Filter the records down to the lines that hold the word "after", and copy each of those lines.

◆ **Data to use**:
====

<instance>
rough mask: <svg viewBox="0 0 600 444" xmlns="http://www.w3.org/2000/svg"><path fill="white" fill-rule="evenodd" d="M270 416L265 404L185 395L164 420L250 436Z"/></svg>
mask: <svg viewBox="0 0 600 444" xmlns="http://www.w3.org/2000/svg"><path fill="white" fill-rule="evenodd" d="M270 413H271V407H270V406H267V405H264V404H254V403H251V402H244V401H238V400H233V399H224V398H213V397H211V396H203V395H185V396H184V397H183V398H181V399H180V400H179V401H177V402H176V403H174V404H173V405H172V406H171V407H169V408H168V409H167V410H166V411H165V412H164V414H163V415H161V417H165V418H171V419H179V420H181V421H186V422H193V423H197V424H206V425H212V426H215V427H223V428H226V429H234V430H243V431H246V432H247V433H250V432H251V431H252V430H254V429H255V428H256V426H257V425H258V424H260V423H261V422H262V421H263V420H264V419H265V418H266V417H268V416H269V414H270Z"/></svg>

====

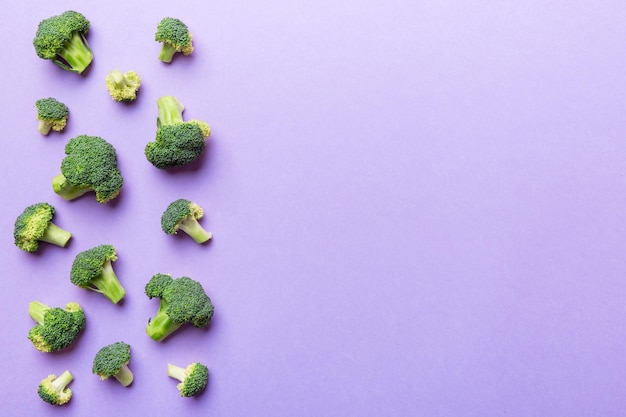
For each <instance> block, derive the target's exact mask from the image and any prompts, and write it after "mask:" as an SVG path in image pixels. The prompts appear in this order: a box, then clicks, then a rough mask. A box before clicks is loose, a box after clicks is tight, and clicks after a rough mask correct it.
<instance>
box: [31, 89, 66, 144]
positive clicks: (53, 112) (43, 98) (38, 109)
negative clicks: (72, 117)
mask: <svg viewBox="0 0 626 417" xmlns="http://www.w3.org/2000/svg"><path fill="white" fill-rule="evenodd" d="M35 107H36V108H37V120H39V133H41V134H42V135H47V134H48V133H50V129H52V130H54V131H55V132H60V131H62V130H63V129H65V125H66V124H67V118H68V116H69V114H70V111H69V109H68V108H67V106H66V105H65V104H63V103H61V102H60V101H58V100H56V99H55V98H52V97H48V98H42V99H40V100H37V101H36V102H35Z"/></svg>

====

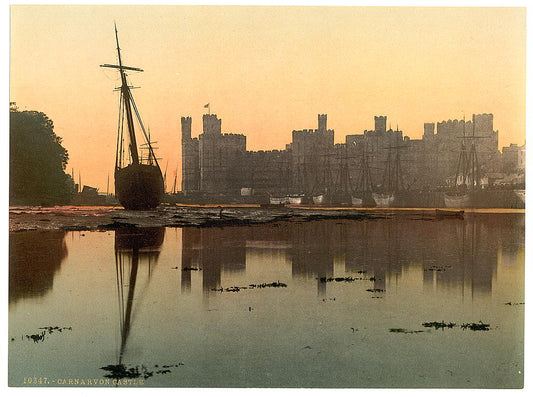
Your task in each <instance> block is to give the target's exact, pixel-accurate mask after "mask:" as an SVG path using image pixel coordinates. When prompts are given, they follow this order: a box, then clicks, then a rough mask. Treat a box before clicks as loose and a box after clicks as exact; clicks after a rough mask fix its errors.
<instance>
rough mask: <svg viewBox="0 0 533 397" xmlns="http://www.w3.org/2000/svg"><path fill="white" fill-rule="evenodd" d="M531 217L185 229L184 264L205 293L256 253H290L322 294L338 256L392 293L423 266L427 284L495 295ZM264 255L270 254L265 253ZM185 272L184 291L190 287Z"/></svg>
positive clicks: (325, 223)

====

◆ **Written response**:
For each <instance> block, derive the target's exact mask from the image and any prompts, and write it after "mask:" as an SVG path in image pixels. The prompts appear in this order: a box, then clicks, then a rough mask. A box before clicks is loose, a box after clicks is tight, and clicks after a rough mask correct it.
Your task in each <instance> block is to give the target's exact, pixel-accurate mask after "mask:" as an SVG path using image pixel coordinates. When prompts are given, they follow this order: a box, then clicks, then a rough mask. Treat a box before clicks as loose and a box after clicks as exact; clicks after a rough mask fix its errors.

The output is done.